Question 2: Evidence Basis (0-3 points)
"What is the basis for this mapping?"
| Option | Points | When to Select |
|---|---|---|
| Known connection | 3 | Published evidence directly supports this mapping |
| Likely connection | 2 | Strong inference from your domain knowledge |
| Possible connection | 1 | Plausible hypothesis but uncertain |
| Uncertain connection | 0 | No clear basis for the connection |
Answer based on what you already know. No research is required.
Question 3: Pathway Specificity (0-2 points)
"How specific is the pathway to this Key Event?"
| Option | Points | Example |
|---|---|---|
| KE-specific | 2 | "CYP2E1 metabolism" pathway for KE about CYP2E1 |
| Includes KE | 1 | "Xenobiotic metabolism" pathway that includes CYP2E1 |
| Loosely related | 0 | Very broad pathway tangentially related |
Question 4: KE Coverage (0-1.5 points)
"How much of the KE mechanism is captured by the pathway?"
| Option | Points | Meaning |
|---|---|---|
| Complete mechanism | 1.5 | Pathway fully represents the KE |
| Key steps only | 1.0 | Major elements captured, some missing |
| Minor aspects | 0.5 | Only peripheral aspects represented |
Biological Level Bonus (+1 point)

Provided information:
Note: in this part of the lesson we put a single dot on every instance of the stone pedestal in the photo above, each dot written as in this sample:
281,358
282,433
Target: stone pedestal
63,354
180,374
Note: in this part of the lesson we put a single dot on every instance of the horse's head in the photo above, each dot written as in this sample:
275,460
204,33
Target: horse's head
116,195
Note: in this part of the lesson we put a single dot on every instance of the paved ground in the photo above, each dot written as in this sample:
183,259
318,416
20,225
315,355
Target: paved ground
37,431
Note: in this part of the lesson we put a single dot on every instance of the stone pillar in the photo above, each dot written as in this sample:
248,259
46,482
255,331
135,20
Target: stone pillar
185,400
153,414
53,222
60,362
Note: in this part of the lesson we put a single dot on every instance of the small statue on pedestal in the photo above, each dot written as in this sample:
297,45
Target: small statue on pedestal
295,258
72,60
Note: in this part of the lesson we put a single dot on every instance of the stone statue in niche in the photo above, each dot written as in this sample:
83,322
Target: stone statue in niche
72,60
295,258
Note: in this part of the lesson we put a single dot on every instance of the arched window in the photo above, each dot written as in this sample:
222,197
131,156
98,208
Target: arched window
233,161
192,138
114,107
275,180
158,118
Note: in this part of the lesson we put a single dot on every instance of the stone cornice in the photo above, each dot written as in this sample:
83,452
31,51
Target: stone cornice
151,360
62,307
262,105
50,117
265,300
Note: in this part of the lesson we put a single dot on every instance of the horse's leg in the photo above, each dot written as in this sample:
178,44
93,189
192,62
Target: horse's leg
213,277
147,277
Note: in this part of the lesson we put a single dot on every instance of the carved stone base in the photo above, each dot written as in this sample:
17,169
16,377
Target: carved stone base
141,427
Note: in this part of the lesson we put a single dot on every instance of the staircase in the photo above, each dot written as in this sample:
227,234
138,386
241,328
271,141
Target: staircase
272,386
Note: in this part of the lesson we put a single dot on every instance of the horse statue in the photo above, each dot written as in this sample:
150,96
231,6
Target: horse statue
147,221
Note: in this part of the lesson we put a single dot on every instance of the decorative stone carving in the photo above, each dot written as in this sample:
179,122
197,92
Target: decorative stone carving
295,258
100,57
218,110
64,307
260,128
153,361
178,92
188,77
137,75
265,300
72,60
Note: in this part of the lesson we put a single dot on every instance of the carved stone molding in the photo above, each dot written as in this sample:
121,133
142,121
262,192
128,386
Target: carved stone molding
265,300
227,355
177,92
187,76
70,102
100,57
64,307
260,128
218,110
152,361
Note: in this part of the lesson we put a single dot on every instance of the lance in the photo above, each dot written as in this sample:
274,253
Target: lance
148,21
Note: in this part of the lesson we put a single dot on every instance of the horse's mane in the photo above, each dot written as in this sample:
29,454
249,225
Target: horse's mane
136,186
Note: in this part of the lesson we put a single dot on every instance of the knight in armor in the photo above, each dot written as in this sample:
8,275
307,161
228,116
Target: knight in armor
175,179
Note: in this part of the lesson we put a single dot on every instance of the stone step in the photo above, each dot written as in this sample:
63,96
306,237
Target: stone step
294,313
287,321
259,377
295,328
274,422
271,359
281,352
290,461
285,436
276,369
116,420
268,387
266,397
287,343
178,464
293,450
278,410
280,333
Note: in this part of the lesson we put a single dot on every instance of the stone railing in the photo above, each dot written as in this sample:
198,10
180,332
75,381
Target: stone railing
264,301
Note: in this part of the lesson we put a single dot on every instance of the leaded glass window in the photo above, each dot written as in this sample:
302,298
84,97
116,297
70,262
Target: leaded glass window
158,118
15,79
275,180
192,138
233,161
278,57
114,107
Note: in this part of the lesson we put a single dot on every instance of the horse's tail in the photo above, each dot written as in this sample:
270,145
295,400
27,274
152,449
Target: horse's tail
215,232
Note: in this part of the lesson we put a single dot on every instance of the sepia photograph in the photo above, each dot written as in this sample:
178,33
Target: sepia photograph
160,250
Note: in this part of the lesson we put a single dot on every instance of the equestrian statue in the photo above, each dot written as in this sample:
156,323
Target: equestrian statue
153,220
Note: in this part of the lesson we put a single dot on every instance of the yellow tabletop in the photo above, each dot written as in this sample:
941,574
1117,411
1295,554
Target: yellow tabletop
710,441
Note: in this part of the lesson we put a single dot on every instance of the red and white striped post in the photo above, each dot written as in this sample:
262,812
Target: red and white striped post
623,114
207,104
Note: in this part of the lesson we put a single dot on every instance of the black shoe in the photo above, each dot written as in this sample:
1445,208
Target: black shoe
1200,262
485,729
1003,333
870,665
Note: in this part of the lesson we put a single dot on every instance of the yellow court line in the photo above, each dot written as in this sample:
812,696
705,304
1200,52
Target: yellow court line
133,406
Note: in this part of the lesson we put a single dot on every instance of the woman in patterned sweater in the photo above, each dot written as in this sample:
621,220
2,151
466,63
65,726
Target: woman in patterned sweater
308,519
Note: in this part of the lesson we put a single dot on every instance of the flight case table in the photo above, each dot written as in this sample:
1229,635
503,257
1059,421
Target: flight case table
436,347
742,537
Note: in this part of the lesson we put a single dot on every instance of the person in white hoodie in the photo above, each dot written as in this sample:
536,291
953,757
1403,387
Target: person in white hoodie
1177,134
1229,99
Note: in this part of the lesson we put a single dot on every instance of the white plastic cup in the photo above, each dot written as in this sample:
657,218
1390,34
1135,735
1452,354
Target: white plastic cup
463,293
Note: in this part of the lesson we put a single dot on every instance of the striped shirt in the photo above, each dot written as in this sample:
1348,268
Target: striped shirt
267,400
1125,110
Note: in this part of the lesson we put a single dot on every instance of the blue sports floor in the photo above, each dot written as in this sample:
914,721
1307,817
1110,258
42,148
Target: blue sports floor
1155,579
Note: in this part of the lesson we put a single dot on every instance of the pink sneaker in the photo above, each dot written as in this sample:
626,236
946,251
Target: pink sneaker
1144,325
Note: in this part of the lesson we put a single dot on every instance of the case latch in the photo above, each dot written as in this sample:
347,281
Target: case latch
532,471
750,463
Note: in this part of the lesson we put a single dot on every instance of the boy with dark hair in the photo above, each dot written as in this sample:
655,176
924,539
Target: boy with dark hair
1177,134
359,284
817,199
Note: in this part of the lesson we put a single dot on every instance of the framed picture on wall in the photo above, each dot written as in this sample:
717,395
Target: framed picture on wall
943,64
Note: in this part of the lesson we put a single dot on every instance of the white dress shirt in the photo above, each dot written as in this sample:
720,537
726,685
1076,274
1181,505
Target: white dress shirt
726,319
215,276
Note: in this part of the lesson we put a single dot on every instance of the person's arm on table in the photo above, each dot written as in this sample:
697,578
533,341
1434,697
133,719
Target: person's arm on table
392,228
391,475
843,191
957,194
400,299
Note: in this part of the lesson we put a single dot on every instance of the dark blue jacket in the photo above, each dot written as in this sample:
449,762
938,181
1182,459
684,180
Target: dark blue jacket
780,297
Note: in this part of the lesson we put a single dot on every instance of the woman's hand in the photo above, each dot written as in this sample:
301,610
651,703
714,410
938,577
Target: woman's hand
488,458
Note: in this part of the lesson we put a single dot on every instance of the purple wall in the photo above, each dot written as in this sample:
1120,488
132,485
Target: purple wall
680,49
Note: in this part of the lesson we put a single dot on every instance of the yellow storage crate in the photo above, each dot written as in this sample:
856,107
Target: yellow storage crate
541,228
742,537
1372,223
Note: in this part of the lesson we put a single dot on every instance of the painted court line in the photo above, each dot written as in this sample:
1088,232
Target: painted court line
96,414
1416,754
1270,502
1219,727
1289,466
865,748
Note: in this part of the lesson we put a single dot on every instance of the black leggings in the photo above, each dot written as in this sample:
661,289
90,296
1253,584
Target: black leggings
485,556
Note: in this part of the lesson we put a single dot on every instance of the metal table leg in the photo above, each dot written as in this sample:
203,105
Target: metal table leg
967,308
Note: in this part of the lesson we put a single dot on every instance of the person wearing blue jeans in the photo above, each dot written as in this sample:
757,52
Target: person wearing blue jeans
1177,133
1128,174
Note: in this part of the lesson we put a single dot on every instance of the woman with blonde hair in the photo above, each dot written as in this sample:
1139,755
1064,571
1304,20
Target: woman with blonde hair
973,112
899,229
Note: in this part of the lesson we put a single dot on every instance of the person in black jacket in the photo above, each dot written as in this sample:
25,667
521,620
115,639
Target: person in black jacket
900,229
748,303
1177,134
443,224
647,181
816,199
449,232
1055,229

Exercise description: Pick up the pathway-mapping scoring guide after its final line and continue writing it.

Reply:
KEs at molecular, cellular, or tissue levels receive a +1 bonus because they are closer to pathway mechanisms:
| Biological Level | Bonus |
|---|---|
| Molecular, Cellular, Tissue | +1.0 |
| Organ, Individual, Population | +0.0 |
Final Score Calculation
Final Score = Evidence (0-3) + Specificity (0-2) + Coverage (0-1.5) + Bio Bonus (0-1)
Maximum Score = 7.5 points
Confidence Level Thresholds
| Score Range | Confidence Level | Interpretation |
|---|---|---|
| ≥ 5.0 | High | Strong evidence, good specificity and coverage |
| 2.5 - 4.9 | Medium | Moderate evidence with some limitations |
| < 2.5 | Low | Weak evidence or poor pathway fit |
Example Calculations
High Confidence Example:
- Known connection: 3 points
- KE-specific pathway: 2 points
- Complete mechanism: 1.5 points
- Molecular level: +1 bonus
- Total: 7.5 → High confidence
Medium Confidence Example:
- Likely connection: 2 points
- Includes KE: 1 point
- Key steps only: 1 point
- Organ level: no bonus
- Total: 4.0 → Medium confidence
Tuning Parameters
All scoring parameters are configurable via scoring_config.yaml. Changes require a Flask restart to take effect.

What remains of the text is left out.